- _Source records_
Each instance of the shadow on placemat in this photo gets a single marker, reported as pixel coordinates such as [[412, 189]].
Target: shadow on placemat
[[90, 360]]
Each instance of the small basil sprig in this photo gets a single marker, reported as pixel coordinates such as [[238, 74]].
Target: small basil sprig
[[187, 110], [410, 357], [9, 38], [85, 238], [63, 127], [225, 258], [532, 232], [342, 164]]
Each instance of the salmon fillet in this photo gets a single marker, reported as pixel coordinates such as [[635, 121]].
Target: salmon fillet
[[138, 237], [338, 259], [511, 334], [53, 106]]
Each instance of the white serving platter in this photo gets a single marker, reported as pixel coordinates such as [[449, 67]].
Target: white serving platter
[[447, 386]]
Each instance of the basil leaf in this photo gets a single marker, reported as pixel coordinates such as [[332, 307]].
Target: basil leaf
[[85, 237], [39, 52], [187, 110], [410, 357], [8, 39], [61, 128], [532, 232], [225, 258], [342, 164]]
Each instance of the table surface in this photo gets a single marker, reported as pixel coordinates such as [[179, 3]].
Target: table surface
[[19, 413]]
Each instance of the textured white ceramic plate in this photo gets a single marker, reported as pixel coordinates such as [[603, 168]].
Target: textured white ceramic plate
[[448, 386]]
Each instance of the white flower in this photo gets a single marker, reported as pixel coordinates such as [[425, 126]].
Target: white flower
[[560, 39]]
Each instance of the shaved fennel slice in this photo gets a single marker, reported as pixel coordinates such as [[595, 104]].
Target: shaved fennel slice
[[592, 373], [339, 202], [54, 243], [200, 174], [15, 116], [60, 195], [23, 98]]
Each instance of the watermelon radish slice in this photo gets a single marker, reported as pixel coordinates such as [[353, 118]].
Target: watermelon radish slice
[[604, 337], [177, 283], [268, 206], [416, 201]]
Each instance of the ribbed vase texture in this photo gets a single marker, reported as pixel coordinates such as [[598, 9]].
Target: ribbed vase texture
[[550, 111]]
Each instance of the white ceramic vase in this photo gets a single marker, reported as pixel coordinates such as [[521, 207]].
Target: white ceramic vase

- _Task prompt_
Repeat each line above exactly as written.

- _Answer_
Each instance of the shadow on placemat in this photo gets a single marker, reported as pixel coordinates such as [[412, 189]].
Target: shadow on placemat
[[90, 360]]
Each instance of the small basil sprig in this photo gets a single marker, reported as pixel coordinates such as [[238, 74]].
Target: small basil sprig
[[187, 110], [410, 357], [9, 38], [85, 238], [63, 127], [225, 258], [532, 232], [342, 164]]
Each instance of the salmon fillet in this photo gets a single marker, reported as pixel coordinates such as [[635, 121]].
Target: salmon fillet
[[138, 237], [338, 259], [511, 334], [53, 106]]
Each instance of the white serving platter in this photo gets a single marker, reported as pixel coordinates such as [[449, 67]].
Target: white serving platter
[[447, 386]]
Each instance of the basil leaf in this photo gets a single marker, reported as pixel coordinates such as [[332, 307]].
Target: basil leaf
[[85, 237], [39, 52], [187, 110], [410, 357], [8, 39], [61, 128], [532, 232], [225, 258], [342, 164]]
Each instance of the table surface in this photo gets a single marker, reported as pixel coordinates such as [[179, 3]].
Target: table surface
[[19, 413]]
Each instance of the textured white ceramic plate in this photo gets a single marker, reported as pixel coordinates such as [[603, 168]].
Target: textured white ceramic plate
[[448, 386]]
Each instance of the white flower in this photo gets a single marker, reported as pixel coordinates such as [[425, 126]].
Target: white flower
[[560, 39]]
Each instance of the shaved fennel slice in this photo gets a single marker, reported as pixel coordinates such as [[595, 104]].
Target: shaved fennel slice
[[592, 373], [339, 202], [54, 243], [200, 174], [15, 116], [60, 195], [23, 98]]
Each instance of the watermelon radish slice in this photo gets a single marker, reported as pixel coordinates such as [[353, 118]].
Target: watermelon radish slice
[[604, 337], [177, 283], [268, 206], [416, 201]]
Each instance of the ribbed vase texture in this photo gets a single marker, reported as pixel coordinates such as [[598, 9]].
Target: ribbed vase texture
[[550, 111]]
Each instance of the white ceramic vase in this photo gets a single marker, reported as pixel coordinates such as [[521, 207]].
Target: white ceramic vase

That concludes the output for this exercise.